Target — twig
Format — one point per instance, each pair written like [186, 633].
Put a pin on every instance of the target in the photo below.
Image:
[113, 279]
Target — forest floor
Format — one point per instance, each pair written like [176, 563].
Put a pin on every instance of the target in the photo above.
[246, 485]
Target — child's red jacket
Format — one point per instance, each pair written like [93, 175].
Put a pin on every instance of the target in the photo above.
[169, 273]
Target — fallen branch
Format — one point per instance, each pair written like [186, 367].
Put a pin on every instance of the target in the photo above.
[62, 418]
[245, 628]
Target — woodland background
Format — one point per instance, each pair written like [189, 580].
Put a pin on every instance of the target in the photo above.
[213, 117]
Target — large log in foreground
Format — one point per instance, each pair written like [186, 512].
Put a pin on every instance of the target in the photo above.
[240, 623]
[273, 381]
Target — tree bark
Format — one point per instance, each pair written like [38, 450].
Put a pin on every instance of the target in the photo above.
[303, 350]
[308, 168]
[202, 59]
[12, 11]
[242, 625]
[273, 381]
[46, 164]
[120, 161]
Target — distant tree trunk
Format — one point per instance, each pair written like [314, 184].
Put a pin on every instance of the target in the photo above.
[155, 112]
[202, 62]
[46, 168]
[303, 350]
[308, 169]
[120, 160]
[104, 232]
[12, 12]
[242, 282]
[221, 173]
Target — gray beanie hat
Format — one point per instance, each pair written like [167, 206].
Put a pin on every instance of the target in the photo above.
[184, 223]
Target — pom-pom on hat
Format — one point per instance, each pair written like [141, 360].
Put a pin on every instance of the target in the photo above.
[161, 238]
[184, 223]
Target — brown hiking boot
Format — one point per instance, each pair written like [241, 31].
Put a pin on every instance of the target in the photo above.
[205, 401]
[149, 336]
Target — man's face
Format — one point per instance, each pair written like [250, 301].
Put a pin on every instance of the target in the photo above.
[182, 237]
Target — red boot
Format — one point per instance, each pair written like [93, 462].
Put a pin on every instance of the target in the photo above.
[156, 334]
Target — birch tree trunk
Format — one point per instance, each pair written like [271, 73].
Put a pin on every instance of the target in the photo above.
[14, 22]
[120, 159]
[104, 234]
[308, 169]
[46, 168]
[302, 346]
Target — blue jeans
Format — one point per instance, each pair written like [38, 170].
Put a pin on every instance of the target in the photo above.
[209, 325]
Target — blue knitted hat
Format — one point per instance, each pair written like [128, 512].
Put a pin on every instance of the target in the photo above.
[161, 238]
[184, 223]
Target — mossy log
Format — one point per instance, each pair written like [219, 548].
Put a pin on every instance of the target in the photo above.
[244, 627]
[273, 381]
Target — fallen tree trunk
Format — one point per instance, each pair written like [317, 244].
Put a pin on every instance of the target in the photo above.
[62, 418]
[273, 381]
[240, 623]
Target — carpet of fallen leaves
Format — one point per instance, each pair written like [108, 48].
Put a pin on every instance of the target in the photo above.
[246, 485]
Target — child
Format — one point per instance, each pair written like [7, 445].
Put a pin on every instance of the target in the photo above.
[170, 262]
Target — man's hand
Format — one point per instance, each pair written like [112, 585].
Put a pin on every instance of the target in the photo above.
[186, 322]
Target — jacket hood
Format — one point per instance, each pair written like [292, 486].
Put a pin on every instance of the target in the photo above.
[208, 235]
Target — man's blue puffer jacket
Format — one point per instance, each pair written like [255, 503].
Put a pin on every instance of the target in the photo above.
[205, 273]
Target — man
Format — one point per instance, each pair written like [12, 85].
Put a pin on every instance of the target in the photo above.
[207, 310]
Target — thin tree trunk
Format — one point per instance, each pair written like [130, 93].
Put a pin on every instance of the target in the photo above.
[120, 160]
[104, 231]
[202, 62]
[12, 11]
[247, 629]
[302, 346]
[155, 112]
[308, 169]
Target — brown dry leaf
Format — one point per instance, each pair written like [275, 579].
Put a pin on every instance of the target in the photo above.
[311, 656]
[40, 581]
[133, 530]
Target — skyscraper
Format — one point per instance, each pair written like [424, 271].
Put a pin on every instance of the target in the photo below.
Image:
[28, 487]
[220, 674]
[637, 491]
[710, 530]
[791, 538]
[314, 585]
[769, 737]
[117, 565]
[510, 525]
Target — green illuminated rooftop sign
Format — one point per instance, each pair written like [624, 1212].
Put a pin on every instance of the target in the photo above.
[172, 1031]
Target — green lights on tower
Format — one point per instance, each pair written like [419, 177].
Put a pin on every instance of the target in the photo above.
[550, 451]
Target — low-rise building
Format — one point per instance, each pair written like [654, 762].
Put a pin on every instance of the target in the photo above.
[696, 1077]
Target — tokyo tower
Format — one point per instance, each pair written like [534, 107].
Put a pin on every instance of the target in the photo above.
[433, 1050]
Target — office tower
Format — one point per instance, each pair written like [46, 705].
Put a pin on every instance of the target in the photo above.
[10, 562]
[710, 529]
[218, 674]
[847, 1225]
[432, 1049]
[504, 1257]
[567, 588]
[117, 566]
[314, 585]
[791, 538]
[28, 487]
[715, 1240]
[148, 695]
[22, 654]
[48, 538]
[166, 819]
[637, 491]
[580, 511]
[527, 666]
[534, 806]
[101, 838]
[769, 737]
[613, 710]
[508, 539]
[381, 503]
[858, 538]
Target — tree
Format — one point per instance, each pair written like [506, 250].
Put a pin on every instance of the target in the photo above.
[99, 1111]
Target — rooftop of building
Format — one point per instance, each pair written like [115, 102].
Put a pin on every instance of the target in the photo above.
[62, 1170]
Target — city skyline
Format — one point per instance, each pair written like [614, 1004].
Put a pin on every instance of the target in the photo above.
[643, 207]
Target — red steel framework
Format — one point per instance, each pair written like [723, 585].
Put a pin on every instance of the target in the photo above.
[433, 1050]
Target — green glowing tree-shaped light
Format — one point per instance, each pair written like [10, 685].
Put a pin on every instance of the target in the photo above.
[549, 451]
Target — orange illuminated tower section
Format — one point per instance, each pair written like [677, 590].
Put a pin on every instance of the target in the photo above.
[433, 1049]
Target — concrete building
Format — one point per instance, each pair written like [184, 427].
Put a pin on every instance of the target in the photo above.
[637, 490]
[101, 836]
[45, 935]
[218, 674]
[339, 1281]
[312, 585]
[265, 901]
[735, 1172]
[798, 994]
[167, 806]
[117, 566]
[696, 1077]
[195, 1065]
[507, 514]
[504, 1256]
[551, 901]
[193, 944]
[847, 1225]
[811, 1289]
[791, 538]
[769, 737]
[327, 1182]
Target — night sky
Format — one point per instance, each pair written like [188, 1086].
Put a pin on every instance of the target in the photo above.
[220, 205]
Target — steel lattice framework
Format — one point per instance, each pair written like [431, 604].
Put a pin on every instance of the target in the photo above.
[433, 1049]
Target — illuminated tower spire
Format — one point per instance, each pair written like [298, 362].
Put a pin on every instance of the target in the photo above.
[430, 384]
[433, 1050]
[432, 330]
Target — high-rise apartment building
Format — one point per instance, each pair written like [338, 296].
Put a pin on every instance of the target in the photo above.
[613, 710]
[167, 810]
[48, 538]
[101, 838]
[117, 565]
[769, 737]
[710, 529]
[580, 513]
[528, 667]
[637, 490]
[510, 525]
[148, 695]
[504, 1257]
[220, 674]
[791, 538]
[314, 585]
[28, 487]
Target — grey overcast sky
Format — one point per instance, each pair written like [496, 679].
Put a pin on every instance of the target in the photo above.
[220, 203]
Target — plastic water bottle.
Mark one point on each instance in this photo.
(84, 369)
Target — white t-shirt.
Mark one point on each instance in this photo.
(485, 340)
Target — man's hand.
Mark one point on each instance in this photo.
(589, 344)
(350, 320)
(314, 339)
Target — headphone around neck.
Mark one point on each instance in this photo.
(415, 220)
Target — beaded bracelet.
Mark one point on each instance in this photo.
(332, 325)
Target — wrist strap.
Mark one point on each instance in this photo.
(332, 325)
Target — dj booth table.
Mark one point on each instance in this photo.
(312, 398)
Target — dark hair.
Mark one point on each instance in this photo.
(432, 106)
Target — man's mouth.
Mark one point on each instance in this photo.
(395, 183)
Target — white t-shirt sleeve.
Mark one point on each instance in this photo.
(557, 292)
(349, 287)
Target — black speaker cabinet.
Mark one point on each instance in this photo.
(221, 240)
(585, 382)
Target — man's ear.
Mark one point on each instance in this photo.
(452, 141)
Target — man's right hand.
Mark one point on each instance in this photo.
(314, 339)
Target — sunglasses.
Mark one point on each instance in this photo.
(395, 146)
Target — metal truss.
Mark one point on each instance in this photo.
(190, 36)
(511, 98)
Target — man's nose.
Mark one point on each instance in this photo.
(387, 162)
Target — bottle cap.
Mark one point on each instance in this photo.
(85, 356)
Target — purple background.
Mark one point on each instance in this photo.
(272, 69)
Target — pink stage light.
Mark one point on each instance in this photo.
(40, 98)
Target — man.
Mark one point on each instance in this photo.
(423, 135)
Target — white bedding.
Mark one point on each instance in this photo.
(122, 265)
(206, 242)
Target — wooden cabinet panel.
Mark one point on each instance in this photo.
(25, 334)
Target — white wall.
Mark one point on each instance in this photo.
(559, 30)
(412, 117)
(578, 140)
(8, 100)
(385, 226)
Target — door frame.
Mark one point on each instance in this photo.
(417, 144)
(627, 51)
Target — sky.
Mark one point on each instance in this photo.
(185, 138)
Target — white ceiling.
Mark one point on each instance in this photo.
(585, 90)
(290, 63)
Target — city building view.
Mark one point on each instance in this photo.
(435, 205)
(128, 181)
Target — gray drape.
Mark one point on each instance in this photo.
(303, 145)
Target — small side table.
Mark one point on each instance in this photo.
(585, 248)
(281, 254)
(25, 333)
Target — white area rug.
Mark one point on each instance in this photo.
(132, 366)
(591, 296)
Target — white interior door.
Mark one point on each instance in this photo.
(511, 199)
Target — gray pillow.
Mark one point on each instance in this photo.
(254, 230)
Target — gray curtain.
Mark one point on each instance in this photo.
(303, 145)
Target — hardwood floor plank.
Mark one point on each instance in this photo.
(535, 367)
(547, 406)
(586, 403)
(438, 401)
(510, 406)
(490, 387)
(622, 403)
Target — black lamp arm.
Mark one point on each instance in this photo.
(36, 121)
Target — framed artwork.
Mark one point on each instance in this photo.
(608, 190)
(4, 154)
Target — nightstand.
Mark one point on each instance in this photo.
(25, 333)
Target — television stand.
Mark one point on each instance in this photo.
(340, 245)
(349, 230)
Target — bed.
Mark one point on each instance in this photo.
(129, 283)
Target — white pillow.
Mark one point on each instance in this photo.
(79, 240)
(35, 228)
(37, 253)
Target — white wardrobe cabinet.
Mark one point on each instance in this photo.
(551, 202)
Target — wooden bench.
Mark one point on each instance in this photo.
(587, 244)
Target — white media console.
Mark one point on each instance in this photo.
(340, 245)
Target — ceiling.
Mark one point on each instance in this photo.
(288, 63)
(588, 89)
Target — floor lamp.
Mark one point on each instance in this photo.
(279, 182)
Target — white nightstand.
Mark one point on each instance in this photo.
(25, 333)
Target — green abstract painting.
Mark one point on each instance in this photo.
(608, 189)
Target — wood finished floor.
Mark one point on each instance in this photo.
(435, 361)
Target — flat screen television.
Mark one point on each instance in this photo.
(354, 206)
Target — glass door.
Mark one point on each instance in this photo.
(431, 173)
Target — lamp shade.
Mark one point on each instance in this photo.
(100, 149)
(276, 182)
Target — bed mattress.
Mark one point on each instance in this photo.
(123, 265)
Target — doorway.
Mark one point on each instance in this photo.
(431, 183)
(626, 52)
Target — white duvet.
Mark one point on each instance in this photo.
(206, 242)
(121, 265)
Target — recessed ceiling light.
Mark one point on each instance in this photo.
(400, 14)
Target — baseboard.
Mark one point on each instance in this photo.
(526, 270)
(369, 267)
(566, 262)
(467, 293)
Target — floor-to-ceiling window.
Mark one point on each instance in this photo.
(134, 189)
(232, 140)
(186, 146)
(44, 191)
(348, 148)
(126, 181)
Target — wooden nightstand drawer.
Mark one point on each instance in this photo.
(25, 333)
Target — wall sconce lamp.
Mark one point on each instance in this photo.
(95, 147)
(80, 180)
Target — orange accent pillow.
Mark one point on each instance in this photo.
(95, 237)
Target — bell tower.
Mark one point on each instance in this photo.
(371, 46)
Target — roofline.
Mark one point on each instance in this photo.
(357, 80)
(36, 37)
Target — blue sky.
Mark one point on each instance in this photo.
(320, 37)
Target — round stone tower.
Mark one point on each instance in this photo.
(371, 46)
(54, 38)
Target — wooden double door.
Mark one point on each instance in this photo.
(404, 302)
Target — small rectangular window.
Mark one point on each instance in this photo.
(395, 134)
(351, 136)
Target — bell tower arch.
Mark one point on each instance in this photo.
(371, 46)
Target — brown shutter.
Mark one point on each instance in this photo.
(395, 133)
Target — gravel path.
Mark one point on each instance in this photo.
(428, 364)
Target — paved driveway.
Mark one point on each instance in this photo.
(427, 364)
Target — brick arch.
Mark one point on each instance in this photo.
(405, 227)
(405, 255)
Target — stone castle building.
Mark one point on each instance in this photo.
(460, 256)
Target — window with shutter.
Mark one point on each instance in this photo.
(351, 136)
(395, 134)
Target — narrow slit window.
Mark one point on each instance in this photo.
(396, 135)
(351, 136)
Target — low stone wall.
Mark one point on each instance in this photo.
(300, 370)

What this task involves: In your answer, include only the lines above starting at the line that holds "Target — white area rug." and ending at the line that holds "Target — hardwood floor plank.", copied exactly.

Answer below:
Target — white area rug.
Mark one point on each instance in this photo.
(132, 366)
(591, 296)
Target — white interior door.
Mark one point on each instance in this photo.
(511, 199)
Target — gray pillow.
Mark one point on each instance in this photo.
(254, 230)
Target — gray curtain.
Mark one point on each instance in this photo.
(303, 145)
Target — hardwood floor plank.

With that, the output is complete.